* **DO THIS**
Give the lines of the rows below as a JSON list of strings, one string per line and blank lines omitted, starting at the line containing "Wanted = one point per instance on the distant" and ending at the line containing "x=739, y=534", both included.

───── ENTRIES SHOWN ─────

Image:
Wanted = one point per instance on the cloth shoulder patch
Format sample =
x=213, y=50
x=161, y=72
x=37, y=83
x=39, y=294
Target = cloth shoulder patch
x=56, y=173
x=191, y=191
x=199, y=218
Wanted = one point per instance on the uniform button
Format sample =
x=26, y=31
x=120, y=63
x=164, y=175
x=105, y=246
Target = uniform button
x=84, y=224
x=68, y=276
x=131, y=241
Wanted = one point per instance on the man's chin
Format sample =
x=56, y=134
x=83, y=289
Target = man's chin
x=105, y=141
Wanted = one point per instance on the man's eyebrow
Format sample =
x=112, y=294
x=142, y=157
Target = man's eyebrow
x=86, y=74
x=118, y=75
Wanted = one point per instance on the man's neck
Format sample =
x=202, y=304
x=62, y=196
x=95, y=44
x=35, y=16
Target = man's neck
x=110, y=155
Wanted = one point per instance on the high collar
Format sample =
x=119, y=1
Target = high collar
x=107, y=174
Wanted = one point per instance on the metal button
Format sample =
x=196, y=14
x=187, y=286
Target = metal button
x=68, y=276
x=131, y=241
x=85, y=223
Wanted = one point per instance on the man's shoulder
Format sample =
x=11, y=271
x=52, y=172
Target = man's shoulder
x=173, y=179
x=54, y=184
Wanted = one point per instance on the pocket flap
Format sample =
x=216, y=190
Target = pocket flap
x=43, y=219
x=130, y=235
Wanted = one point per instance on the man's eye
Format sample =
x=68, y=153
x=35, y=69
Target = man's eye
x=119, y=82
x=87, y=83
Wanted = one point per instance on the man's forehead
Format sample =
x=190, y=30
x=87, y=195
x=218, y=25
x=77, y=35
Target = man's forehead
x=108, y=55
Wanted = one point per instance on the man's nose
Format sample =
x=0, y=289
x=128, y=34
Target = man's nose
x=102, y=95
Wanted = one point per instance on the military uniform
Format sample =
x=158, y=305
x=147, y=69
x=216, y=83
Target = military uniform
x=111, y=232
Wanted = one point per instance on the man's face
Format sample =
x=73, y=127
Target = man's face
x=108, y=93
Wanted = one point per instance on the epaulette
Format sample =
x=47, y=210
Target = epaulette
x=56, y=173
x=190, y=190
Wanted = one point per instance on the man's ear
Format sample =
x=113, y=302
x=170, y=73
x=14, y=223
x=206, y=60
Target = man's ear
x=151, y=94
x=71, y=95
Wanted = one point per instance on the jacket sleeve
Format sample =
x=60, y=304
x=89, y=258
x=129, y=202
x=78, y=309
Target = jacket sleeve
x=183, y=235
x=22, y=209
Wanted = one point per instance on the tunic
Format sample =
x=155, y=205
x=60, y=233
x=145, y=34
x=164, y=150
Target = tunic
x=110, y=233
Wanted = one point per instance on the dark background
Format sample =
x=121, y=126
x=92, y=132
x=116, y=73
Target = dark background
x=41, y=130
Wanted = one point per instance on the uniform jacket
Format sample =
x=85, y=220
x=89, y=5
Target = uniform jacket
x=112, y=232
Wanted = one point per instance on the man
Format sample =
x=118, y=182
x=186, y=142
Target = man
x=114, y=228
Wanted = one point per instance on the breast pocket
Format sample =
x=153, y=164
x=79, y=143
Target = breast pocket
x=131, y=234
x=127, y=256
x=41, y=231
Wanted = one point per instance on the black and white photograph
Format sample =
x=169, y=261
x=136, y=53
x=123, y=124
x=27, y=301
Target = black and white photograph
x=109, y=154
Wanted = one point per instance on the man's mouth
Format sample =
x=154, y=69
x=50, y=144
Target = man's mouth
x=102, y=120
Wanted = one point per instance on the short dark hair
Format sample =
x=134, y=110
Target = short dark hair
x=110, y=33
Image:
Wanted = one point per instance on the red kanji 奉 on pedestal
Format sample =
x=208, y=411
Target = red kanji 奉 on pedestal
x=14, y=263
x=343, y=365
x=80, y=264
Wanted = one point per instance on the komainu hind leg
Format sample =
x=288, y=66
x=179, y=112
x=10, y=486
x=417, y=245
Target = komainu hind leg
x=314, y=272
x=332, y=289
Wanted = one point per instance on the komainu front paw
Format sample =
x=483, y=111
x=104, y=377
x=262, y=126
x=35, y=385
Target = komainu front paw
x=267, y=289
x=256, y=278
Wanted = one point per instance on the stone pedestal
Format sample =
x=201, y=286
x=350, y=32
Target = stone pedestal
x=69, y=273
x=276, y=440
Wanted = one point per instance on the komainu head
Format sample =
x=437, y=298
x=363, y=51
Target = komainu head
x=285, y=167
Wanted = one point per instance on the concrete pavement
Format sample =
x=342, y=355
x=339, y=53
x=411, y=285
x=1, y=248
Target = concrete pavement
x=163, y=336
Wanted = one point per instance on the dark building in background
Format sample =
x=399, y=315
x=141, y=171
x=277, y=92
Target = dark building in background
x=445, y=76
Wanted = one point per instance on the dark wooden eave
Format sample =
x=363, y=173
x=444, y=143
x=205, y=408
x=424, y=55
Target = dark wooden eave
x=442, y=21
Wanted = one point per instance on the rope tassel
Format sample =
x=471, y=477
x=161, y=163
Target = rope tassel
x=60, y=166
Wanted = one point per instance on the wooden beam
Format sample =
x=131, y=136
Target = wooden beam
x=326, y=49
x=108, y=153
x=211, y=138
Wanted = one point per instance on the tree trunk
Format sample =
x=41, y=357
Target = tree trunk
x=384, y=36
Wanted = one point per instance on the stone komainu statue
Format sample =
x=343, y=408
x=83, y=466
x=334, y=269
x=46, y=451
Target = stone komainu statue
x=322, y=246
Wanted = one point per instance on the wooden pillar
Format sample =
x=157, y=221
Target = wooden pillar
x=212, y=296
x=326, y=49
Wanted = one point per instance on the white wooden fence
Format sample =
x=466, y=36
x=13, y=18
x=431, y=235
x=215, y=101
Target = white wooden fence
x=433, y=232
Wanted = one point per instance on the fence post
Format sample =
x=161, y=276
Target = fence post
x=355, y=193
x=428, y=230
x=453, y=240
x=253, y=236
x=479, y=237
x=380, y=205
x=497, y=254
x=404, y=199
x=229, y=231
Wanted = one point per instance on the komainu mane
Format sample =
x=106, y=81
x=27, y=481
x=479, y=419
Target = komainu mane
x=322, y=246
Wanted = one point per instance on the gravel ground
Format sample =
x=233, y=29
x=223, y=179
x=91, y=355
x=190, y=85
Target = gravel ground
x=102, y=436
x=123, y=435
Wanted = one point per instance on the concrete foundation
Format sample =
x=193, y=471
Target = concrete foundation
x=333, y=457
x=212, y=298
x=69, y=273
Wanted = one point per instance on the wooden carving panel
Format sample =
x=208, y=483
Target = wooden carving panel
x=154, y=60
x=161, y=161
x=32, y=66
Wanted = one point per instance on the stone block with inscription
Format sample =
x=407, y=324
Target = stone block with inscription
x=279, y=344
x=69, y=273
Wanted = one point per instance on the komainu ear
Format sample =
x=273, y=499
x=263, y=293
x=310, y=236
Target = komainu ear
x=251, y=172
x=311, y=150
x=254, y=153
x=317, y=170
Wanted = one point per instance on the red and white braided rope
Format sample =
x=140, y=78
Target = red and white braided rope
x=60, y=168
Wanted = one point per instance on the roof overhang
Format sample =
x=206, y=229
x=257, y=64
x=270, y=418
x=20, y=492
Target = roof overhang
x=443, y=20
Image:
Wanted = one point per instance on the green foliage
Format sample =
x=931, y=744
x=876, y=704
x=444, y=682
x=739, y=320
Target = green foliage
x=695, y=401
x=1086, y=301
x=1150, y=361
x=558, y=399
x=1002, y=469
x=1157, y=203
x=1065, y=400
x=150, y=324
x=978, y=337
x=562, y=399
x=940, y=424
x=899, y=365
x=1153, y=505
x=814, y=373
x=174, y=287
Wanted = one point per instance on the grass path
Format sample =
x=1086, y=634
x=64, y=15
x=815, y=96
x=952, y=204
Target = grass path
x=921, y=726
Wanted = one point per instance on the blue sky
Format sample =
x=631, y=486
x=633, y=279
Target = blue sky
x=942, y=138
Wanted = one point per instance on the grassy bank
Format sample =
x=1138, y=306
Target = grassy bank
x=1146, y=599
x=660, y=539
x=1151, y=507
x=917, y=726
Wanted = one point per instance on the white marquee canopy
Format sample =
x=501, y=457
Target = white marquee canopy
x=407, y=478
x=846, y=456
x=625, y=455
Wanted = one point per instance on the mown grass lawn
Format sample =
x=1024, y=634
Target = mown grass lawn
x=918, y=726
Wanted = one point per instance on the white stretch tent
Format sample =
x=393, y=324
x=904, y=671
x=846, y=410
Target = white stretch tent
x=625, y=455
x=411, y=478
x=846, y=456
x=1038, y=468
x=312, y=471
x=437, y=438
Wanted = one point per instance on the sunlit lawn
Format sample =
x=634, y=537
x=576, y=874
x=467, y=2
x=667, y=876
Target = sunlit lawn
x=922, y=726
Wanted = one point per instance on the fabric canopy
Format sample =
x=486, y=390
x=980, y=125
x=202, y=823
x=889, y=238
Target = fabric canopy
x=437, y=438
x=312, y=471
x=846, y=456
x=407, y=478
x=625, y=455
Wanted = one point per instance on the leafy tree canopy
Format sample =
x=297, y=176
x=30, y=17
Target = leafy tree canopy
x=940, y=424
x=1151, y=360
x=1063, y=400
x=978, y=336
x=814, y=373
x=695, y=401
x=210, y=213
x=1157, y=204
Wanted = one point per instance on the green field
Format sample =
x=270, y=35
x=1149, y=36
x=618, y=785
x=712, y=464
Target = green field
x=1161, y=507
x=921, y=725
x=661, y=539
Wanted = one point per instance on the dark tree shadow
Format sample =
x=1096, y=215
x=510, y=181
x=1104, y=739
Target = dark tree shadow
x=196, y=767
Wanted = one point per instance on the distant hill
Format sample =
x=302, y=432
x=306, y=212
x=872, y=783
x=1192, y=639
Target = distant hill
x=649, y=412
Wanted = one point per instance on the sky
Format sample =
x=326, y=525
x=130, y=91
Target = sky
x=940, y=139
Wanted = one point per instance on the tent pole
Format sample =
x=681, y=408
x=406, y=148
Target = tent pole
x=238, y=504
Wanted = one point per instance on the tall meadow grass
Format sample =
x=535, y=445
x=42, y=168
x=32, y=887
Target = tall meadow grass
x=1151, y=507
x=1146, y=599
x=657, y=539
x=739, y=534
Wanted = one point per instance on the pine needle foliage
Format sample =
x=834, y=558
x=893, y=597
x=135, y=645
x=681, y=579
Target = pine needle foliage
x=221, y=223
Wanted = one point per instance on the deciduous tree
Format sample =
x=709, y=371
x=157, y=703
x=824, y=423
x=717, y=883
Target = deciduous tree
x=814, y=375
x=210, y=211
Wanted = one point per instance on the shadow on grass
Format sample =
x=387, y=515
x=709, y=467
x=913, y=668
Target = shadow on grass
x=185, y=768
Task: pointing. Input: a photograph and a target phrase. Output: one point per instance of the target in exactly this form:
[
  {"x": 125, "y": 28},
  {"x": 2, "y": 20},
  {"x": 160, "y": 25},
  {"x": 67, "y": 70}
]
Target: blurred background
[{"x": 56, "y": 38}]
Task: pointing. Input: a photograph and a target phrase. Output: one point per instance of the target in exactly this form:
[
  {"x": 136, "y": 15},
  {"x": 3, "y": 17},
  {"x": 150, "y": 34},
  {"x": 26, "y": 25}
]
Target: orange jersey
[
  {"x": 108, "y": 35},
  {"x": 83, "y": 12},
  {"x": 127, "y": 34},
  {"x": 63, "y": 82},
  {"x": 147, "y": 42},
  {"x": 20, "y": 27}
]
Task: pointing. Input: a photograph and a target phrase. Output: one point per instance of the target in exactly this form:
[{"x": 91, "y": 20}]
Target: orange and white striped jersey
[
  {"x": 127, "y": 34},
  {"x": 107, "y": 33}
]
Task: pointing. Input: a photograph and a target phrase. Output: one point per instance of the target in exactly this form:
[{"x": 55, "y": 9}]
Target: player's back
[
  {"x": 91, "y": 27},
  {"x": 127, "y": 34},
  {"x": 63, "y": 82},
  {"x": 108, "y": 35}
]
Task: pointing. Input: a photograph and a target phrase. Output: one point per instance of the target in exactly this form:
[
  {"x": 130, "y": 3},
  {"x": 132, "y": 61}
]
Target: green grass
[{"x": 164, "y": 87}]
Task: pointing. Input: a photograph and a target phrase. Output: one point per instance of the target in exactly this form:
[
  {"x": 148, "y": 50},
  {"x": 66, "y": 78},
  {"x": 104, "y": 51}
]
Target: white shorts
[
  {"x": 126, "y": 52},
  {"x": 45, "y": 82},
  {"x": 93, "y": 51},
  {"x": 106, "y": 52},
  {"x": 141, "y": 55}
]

─────

* **CORRECT ANSWER**
[
  "Wanted = one point per instance on the distant hill",
  "Format sample =",
  "x=302, y=432",
  "x=306, y=212",
  "x=872, y=783",
  "x=1192, y=639",
  "Target = distant hill",
  "x=649, y=412",
  "Wanted = one point per instance on the sky",
  "Format sample =",
  "x=326, y=525",
  "x=130, y=91",
  "Target = sky",
  "x=940, y=139",
  "Wanted = one point per instance on the tent pole",
  "Format sample =",
  "x=681, y=408",
  "x=406, y=148",
  "Target = tent pole",
  "x=238, y=504",
  "Wanted = one point per instance on the tall meadow grass",
  "Format sample =",
  "x=535, y=445",
  "x=42, y=168",
  "x=32, y=887",
  "Target = tall meadow grass",
  "x=1151, y=507",
  "x=1146, y=599",
  "x=657, y=539",
  "x=739, y=534"
]